>>>

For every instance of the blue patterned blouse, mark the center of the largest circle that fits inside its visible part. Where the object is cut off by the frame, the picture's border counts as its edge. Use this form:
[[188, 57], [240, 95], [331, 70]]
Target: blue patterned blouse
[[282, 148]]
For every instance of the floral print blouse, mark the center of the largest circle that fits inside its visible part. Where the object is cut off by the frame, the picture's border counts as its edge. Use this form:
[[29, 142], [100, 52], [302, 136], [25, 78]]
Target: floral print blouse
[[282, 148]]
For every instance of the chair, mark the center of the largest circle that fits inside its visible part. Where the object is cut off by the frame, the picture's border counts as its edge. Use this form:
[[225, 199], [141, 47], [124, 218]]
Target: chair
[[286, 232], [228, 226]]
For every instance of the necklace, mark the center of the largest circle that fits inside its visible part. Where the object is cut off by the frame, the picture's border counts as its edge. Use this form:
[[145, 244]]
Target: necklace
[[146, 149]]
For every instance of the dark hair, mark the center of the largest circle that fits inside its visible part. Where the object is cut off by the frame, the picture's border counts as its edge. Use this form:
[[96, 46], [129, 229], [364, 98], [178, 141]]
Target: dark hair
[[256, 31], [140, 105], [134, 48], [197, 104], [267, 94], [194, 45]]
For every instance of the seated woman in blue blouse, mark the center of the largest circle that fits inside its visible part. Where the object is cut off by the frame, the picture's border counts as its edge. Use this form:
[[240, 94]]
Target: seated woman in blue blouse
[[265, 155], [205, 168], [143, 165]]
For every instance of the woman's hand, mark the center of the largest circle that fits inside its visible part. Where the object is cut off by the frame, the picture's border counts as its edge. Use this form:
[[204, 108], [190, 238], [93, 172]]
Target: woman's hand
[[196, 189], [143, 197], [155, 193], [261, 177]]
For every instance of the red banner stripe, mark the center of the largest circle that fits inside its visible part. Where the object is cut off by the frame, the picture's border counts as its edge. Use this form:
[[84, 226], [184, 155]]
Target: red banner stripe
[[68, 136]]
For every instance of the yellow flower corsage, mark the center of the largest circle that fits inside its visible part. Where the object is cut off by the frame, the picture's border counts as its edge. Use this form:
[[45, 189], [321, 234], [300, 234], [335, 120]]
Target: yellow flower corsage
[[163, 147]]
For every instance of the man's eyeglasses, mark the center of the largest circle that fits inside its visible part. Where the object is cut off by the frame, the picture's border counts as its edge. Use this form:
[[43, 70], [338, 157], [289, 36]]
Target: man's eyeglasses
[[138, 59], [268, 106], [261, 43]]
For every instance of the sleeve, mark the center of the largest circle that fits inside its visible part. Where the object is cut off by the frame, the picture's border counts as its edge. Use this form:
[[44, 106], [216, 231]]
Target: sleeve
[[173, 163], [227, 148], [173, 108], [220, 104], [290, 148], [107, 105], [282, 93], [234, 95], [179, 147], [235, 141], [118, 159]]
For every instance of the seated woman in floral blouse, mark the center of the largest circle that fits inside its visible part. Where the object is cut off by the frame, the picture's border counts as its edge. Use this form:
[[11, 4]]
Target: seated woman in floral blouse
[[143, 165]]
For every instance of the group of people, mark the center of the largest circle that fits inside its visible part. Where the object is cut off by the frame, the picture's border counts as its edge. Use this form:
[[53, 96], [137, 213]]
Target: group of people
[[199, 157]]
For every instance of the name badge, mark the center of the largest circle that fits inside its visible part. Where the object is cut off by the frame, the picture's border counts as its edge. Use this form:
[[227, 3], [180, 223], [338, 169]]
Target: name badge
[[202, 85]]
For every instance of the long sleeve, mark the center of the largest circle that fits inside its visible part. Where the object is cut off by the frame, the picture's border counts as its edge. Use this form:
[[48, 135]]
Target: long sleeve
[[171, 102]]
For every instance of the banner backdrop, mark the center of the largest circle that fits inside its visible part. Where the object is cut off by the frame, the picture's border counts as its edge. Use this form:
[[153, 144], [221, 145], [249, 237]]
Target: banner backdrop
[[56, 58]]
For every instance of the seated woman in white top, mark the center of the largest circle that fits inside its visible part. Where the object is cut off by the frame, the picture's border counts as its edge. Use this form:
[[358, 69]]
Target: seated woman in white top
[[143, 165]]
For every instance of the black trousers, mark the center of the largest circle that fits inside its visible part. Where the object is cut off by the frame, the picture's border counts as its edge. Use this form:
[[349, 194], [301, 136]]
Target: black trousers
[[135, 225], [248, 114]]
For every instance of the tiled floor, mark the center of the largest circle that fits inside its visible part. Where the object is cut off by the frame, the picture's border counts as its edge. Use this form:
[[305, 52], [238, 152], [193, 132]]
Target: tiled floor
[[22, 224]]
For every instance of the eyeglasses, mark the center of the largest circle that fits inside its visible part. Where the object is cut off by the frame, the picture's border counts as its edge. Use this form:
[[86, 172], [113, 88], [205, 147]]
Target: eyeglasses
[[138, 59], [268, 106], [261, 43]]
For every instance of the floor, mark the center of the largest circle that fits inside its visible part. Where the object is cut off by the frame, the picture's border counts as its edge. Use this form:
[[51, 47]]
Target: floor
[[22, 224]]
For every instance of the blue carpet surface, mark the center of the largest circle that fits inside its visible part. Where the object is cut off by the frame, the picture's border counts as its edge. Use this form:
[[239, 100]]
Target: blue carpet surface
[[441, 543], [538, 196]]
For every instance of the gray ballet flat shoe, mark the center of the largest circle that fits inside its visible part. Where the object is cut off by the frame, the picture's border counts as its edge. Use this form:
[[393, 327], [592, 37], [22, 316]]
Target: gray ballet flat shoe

<<<

--- What is asked ---
Copy out the whole listing above, line for line, without changing any characters.

--- Solved exercise ---
For every instance of the blue patterned blouse, mark the center of the largest circle that fits inside its visible part. Where the object is cut off by the frame, the picture's border counts as its edge. Use this form:
[[188, 57], [240, 95], [331, 70]]
Target: blue patterned blouse
[[282, 148]]
For every instance of the floral print blouse, mark the center of the largest circle that fits inside its visible part. Where the object is cut off by the frame, the picture's border counts as its edge. Use this form:
[[29, 142], [100, 52], [302, 136], [25, 78]]
Target: floral print blouse
[[282, 148]]
For every instance of the chair, mark the center of the largest circle that fits inside its visible part. Where the object is cut off by the frame, the picture's border counts as its edge. Use this form:
[[225, 199], [141, 47], [124, 218]]
Target: chair
[[286, 232], [228, 226]]
For every instance of the necklace, mark the center of the largest circle that fits inside its visible part. Where the object is cut off by the frame, the picture's border counts as its edge. Use this form:
[[145, 244]]
Target: necklace
[[146, 149]]
For every instance of the dark hair, mark the center of the largest circle that fits inside its visible part. Where the object is cut off by the frame, the picture's border counts as its edge. Use this form:
[[96, 46], [129, 229], [364, 98], [178, 141]]
Target: dark hair
[[256, 31], [140, 105], [134, 48], [197, 104], [267, 94], [194, 45]]
For every instance of the seated woman in blue blouse, mark the center of the largest circle that fits inside its visible part. Where the object is cut off by the frame, the picture's border counts as its edge. Use this form:
[[240, 94]]
Target: seated woman in blue blouse
[[265, 155], [205, 168], [143, 165]]
For every instance of the woman's hand, mark the center of the largest circle that fits inside its visible part. Where the object is cut off by the frame, the picture's border counts as its edge. Use this form:
[[204, 108], [190, 238], [93, 172]]
Target: woman's hand
[[196, 189], [143, 197], [155, 193], [261, 177]]
For every instance of the red banner stripe, mark the center of the largest circle that fits inside its visible part. Where the object is cut off by the frame, the picture's border counts as its edge. Use this form:
[[84, 226], [184, 155]]
Target: red banner stripe
[[68, 136]]
For every instance of the yellow flower corsage, mark the center of the largest circle that fits inside its visible part. Where the object is cut off by the frame, the picture's border counts as its edge. Use this form:
[[45, 189], [321, 234], [300, 234], [335, 120]]
Target: yellow flower corsage
[[163, 147]]
For every instance of the man's eyeglasses, mark the center of the largest circle that fits inside its visible part. Where the object is cut off by the frame, the picture's border counts as its edge. Use this form:
[[43, 70], [338, 157], [289, 36]]
Target: man's eyeglasses
[[138, 59], [268, 106], [261, 43]]
For every instance of the sleeve, mark the center of the largest circle that fits inside its visible part. Where the object is cut off by the frame, the picture's border counts as its edge. Use this form:
[[44, 106], [216, 231]]
Target: sleeve
[[173, 163], [227, 148], [173, 108], [220, 104], [290, 148], [107, 105], [282, 93], [234, 95], [179, 147], [235, 141], [118, 159]]
For every instance of the seated woman in floral blouse, mark the center of the largest circle that fits inside its visible part. Where the object is cut off by the frame, the picture's border counts as its edge. Use this form:
[[11, 4]]
Target: seated woman in floral blouse
[[143, 165]]
For every instance of the group of people, mark the center of the largest circle that fits inside its visible part. Where the object is cut off by the frame, the picture's border counts as its edge. Use this form:
[[53, 96], [137, 213]]
Target: group of people
[[199, 157]]
For every instance of the name badge, mark the center of the largest circle that fits inside its visible part. Where the object is cut off by the frame, the picture's border counts as its edge. Use this form:
[[227, 3], [180, 223], [338, 169]]
Target: name badge
[[202, 85]]
For every instance of the long sleeve, mark the center of the largest circle that fits inside its visible part. Where the object is cut off by the frame, the picture's border counts as its edge. Use this form:
[[48, 135]]
Target: long sleeve
[[171, 102]]
For every instance of the banner backdrop, mark the center of the largest circle that fits inside its visible part. Where the object is cut off by the frame, the picture's border counts as its edge. Use this form:
[[153, 144], [221, 145], [249, 237]]
Target: banner backdrop
[[56, 58]]
For every instance of the seated woman in white top, mark the center of the largest circle that fits inside its visible part. Where the object is cut off by the frame, the picture's border counts as its edge. Use this form:
[[358, 69]]
Target: seated woman in white top
[[143, 165]]
For every instance of the black trousers, mark the center of the largest circle that fits inside its visible part. Where the object is cut off by the frame, the picture's border counts as its edge. Use this form:
[[349, 194], [301, 136]]
Target: black trousers
[[135, 225], [248, 114]]
For every instance of the tiled floor, mark the center of the largest circle that fits inside its visible part. Where the object is cut off by the frame, the picture's border counts as its edge. Use this form:
[[305, 52], [238, 152], [193, 132]]
Target: tiled floor
[[22, 224]]
For every instance of the eyeglasses, mark the center of the largest circle that fits inside its visible part. Where the object is cut off by the frame, the picture's border counts as its edge. Use this form:
[[86, 172], [113, 88], [205, 147]]
Target: eyeglasses
[[138, 59], [268, 106], [261, 43]]
For every instance of the floor, mark the center of the largest circle that fits inside its visible part. Where the object is cut off by the frame, the picture's border counts as its edge. Use this form:
[[51, 47]]
Target: floor
[[22, 224]]
For every instance of the blue carpet surface, mark the center of the largest circle that fits inside its visible part. Where the object is cut off by the frame, the picture's border counts as its edge. Use this form:
[[239, 100]]
Target: blue carpet surface
[[441, 543], [538, 196]]
For every instance of the gray ballet flat shoe, mark the center of the largest circle that fits inside its visible part. Where the object is cut off by the frame, the picture's border counts as its edge. Use this form:
[[393, 327], [592, 37], [22, 316]]
Target: gray ballet flat shoe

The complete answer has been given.